**Instructions for the task**
When you answer, copy every line of the listing below exactly.

**Data provided**
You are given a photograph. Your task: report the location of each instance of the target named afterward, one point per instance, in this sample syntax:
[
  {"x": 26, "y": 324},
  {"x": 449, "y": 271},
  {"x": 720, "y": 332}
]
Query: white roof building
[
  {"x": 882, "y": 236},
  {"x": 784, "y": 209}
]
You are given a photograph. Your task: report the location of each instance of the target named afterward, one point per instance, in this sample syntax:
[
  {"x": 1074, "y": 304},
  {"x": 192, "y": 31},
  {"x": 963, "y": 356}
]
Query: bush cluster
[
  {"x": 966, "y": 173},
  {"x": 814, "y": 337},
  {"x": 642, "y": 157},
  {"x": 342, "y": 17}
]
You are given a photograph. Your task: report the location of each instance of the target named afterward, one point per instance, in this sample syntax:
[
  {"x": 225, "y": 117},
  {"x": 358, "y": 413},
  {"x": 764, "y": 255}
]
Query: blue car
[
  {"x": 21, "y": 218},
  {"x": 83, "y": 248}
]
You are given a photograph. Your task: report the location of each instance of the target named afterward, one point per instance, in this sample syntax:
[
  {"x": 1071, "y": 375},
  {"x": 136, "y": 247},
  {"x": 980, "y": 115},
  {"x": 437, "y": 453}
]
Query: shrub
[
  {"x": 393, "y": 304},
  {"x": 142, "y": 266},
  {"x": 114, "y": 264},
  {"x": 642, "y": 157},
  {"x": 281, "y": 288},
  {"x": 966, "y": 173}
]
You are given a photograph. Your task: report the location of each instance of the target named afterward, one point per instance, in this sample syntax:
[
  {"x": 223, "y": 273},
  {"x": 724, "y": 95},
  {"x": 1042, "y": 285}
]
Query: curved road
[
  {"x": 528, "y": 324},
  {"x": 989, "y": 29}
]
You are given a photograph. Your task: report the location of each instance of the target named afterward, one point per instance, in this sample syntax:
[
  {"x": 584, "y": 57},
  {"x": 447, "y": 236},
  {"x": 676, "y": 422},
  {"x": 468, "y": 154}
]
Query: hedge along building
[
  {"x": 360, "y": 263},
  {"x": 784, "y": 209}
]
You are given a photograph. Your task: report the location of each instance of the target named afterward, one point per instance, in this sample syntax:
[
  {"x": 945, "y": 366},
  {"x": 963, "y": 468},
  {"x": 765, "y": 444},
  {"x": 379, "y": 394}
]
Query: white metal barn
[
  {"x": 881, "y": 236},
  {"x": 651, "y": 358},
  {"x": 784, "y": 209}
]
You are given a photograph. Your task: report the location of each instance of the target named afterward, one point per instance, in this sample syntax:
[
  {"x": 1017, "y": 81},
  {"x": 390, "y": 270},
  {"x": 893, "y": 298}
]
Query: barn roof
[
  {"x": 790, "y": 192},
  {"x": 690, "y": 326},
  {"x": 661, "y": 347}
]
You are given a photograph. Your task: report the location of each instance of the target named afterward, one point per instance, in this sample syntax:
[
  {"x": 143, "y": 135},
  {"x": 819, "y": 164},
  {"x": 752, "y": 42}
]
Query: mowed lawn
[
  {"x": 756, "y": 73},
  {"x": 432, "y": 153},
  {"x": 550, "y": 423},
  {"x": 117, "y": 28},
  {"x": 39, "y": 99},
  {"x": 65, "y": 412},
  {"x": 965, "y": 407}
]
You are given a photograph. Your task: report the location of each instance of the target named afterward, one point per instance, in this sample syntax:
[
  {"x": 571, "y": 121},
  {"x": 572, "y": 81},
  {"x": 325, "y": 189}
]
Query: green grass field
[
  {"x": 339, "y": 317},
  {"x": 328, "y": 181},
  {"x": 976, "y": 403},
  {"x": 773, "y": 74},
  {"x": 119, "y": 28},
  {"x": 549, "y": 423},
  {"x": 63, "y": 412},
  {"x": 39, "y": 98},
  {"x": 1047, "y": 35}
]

**Answer to this task**
You are given a photograph. Your task: report the location of each instance of the target named afterward, one point per instance, in this sample syntax:
[
  {"x": 26, "y": 324},
  {"x": 449, "y": 271},
  {"x": 720, "y": 332}
]
Query: white roof building
[
  {"x": 882, "y": 236},
  {"x": 784, "y": 209}
]
You are given a photograph. Your task: report the location of each instance of the target named afterward, one point per instance, in this sample syntax:
[
  {"x": 1074, "y": 304},
  {"x": 192, "y": 31},
  {"x": 963, "y": 356}
]
Query: bush cluster
[
  {"x": 966, "y": 173},
  {"x": 814, "y": 337},
  {"x": 642, "y": 157},
  {"x": 342, "y": 17}
]
You are given a photograph. Your task: report the location of each instance of the target named afterward, one point per instance, in this sample syntax:
[
  {"x": 225, "y": 117},
  {"x": 358, "y": 413},
  {"x": 764, "y": 255}
]
Query: blue car
[
  {"x": 21, "y": 218},
  {"x": 83, "y": 248}
]
You are given a photograph. Your task: report the location of each instance of the target named afterward, one point per instance, in this sample syntax:
[
  {"x": 1071, "y": 375},
  {"x": 136, "y": 247},
  {"x": 980, "y": 115},
  {"x": 437, "y": 453}
]
Query: shrub
[
  {"x": 393, "y": 304},
  {"x": 142, "y": 266},
  {"x": 114, "y": 264},
  {"x": 642, "y": 157},
  {"x": 281, "y": 288},
  {"x": 966, "y": 173}
]
You are given a photograph. Your task: report the location of each instance of the target named afterward, one point per instance, in this sample syntax:
[
  {"x": 223, "y": 273},
  {"x": 724, "y": 95},
  {"x": 1042, "y": 285}
]
Query: curved road
[
  {"x": 528, "y": 324},
  {"x": 989, "y": 29}
]
You are given a photograph. Your task: report the location of each instance of the target named afterward, one point per instance, in this sample syntax:
[
  {"x": 584, "y": 57},
  {"x": 447, "y": 236},
  {"x": 676, "y": 422},
  {"x": 468, "y": 154}
]
Query: hedge along building
[
  {"x": 360, "y": 263},
  {"x": 784, "y": 209}
]
You are given a photograph. Your task: report the location of each instance of the target named afterward, one point per instance, in this sample syntax:
[
  {"x": 945, "y": 366},
  {"x": 963, "y": 468},
  {"x": 765, "y": 444},
  {"x": 379, "y": 394}
]
Query: white metal barn
[
  {"x": 881, "y": 236},
  {"x": 651, "y": 358},
  {"x": 784, "y": 209}
]
You are given a photograph. Your task: report the location of each instance of the target named afterward, one point per instance, in this sample syntax:
[
  {"x": 1017, "y": 81},
  {"x": 390, "y": 270},
  {"x": 893, "y": 298}
]
Query: barn roof
[
  {"x": 790, "y": 192},
  {"x": 690, "y": 326},
  {"x": 661, "y": 347}
]
You are given a photograph. Your task: report the location of each instance of the target named afterward, one point per instance, in this sample syntax:
[
  {"x": 143, "y": 135},
  {"x": 819, "y": 164},
  {"x": 752, "y": 42}
]
Query: mowed lawn
[
  {"x": 756, "y": 73},
  {"x": 432, "y": 153},
  {"x": 550, "y": 423},
  {"x": 117, "y": 28},
  {"x": 39, "y": 99},
  {"x": 65, "y": 412},
  {"x": 965, "y": 407}
]
You are given a photograph. Your task: report the location of each instance of the target named afterward, one point per instance, in this sample syntax:
[
  {"x": 571, "y": 121},
  {"x": 572, "y": 81},
  {"x": 325, "y": 189}
]
Query: green grass field
[
  {"x": 339, "y": 317},
  {"x": 328, "y": 181},
  {"x": 976, "y": 403},
  {"x": 773, "y": 74},
  {"x": 119, "y": 28},
  {"x": 549, "y": 423},
  {"x": 63, "y": 412},
  {"x": 39, "y": 98},
  {"x": 1047, "y": 35}
]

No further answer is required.